------ Article ------

All Products
Search
Document Center

DataWorks:Real-time synchronization from a single Kafka table to an OSS data lake

Last Updated:Feb 26, 2026

Data Integration supports real-time synchronization of data from single tables in data sources such as Kafka and LogHub to OSS. This topic describes how to use DataWorks Data Integration to synchronize data from Kafka to an OSS data lake in real time.

Limits

The version of the Kafka service that you use must range from 0.10.2 to 2.2.0.

Prerequisites

Procedure

Step 1: Select a synchronization task type

  1. Go to the Data Integration page.

    Log on to the DataWorks console. In the top navigation bar, select the desired region. In the left-side navigation pane, choose Data Integration > Data Integration. On the page that appears, select the desired workspace from the drop-down list and click Go to Data Integration.

  2. In the left-side navigation pane, click Synchronization Task. Then, click Create Synchronization Task at the top of the page to go to the page for creating a synchronization task. Configure the following basic information:

    • Source And Destination: KafkaOSS

    • New Node Name: Specify a name for the synchronization task.

------

→ **Tasks for this exercise**:
**1)** In the Kafka-to-OSS guide, what range must the Kafka service version fall within?
**2)** Transcribe the Kafka-to-OSS guide from "DataWorks:Real-time synchronization from" up to and including "0.10.2 to 2.2.0.".

------ Material shown ------

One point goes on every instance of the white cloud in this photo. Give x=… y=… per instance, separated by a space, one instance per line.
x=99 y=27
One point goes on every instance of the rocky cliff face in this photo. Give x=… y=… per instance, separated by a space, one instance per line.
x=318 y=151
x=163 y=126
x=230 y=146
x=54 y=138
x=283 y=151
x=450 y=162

------
------ Material shown ------

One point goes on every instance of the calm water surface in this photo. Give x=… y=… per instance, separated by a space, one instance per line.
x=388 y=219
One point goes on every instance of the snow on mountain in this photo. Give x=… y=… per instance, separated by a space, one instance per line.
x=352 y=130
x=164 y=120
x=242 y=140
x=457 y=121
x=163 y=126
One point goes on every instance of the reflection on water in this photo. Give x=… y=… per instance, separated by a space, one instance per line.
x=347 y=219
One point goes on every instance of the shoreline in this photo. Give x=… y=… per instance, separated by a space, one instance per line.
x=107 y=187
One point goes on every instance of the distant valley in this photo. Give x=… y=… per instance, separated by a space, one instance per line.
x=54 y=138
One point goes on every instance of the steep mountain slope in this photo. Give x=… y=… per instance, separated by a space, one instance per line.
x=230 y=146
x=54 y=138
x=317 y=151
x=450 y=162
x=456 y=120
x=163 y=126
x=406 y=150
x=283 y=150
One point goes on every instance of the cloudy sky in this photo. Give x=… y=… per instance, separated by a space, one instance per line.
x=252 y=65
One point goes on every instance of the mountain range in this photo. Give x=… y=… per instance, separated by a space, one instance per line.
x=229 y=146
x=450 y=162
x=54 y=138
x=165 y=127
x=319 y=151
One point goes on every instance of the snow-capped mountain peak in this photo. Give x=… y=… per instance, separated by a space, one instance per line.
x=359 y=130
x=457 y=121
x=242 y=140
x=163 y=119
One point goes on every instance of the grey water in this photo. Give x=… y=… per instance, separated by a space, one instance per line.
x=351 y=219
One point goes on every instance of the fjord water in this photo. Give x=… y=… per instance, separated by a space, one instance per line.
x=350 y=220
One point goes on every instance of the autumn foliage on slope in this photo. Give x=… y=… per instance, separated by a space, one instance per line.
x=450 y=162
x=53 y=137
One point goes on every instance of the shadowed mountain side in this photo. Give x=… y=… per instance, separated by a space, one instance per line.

------

→ **Results of the exercise**:
**1)** From 0.10.2 to 2.2.0.

**2)**
DataWorks:Real-time synchronization from a single Kafka table to an OSS data lake

Last Updated:Feb 26, 2026

Data Integration supports real-time synchronization of data from single tables in data sources such as Kafka and LogHub to OSS. This topic describes how to use DataWorks Data Integration to synchronize data from Kafka to an OSS data lake in real time.

Limits

The version of the Kafka service that you use must range from 0.10.2 to 2.2.0.